==== Supplied information ====

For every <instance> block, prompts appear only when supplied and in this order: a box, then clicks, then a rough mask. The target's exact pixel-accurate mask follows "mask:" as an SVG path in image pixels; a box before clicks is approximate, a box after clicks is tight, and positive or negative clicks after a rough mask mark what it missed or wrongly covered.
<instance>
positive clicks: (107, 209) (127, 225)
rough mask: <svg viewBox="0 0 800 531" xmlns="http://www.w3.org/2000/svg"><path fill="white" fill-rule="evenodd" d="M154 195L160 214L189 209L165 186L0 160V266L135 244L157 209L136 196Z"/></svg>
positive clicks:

====

The task: Render every line of the items above as a numbered list, omitting any blank lines.

Expected output:
1. For every <instance> block, prompts appear only when supplied and in this order: a box, then clicks, then a rough mask. The target's exact pixel-accurate mask follows "mask:" as an SVG path in image pixels; a box before clicks is approximate, a box after clicks is tight, and positive or negative clicks after a rough mask mark what it missed or wrongly covered.
2. <instance>
3. positive clicks: (107, 209) (127, 225)
4. rough mask: <svg viewBox="0 0 800 531" xmlns="http://www.w3.org/2000/svg"><path fill="white" fill-rule="evenodd" d="M154 195L160 214L189 209L165 186L0 160V266L135 244L157 209L136 196Z"/></svg>
5. positive clicks:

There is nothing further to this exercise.